Reading text: Begin

Example 3: Failing to see what is compared
Example 4: That’s What Nazis Said
Example 5: Muslims are not Nazis (well, not all)
Example 6: Nazis are not a Pop Concert
Example 7: Not False Equivalence
Example 8: Circumcision is not like Murder
Example 9: Seeing Nazis Again, in an Immigration Point
Example 10: Deselection is not child abuse!
Example 11: You’ve compared Trans people to Disabled people. No.

There are other abuses and misunderstandings of analogies. Another example is shown here: God and Analogies

Example 2: Not Godwin’s Law

Contrasting, to illustrate non-equivalence, instead of comparing, to illustrate equivalence, often leads to the mistaken use of Godwin’s law.

The Pope v Hitelr contrast in Example 1 could have caused someone to invoke Godwin’s law, but the point of Godwin’s law is to illustrate how easily the blaming and shaming of people escalates to comparisons with Hitler – or more common these days, accusing your enemies of being Nazis or Fascists.

Reading text: End

### Exercise set
a) In the text on analogies, what often leads to the mistaken use of Godwin's law?
b) Copy the text on analogies from "Example 3: Failing" to "not child abuse!", putting "Fascists" wherever "Nazis" appears.
The entries that follow have no connection to the text on analogies.

Dataset content: Begin

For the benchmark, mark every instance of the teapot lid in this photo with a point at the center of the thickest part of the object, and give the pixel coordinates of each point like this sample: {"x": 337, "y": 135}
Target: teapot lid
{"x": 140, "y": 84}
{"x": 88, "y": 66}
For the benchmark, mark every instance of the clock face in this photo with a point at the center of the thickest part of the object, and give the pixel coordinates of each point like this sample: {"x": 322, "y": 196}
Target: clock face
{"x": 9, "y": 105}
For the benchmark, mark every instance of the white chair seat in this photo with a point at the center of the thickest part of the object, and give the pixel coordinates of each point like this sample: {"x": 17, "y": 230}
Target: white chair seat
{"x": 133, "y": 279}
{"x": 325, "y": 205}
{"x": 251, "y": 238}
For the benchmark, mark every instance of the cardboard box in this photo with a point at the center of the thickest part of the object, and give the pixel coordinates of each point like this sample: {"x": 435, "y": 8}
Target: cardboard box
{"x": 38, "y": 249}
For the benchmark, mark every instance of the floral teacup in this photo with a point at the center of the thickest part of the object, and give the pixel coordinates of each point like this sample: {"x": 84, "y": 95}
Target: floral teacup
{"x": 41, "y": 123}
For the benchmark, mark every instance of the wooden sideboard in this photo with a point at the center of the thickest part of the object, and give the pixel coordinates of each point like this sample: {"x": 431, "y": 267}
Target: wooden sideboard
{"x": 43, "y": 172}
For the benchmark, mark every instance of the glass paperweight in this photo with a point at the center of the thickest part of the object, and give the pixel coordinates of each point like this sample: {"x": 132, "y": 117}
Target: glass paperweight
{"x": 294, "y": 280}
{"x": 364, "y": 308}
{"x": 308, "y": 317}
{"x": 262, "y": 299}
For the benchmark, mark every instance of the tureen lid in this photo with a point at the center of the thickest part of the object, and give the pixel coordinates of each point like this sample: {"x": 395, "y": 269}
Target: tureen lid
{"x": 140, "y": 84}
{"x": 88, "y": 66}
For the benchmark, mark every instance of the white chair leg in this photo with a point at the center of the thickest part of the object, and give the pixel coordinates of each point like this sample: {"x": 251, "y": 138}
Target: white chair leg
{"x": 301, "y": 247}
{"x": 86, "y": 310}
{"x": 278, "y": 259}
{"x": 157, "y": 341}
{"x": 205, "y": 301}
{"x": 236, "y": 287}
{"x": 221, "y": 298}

Dataset content: End

### Activity answers
a) Contrasting to illustrate non-equivalence, instead of comparing to illustrate equivalence, often leads to the mistaken use of Godwin's law.

b)
Example 3: Failing to see what is compared
Example 4: That’s What Fascists Said
Example 5: Muslims are not Fascists (well, not all)
Example 6: Fascists are not a Pop Concert
Example 7: Not False Equivalence
Example 8: Circumcision is not like Murder
Example 9: Seeing Fascists Again, in an Immigration Point
Example 10: Deselection is not child abuse!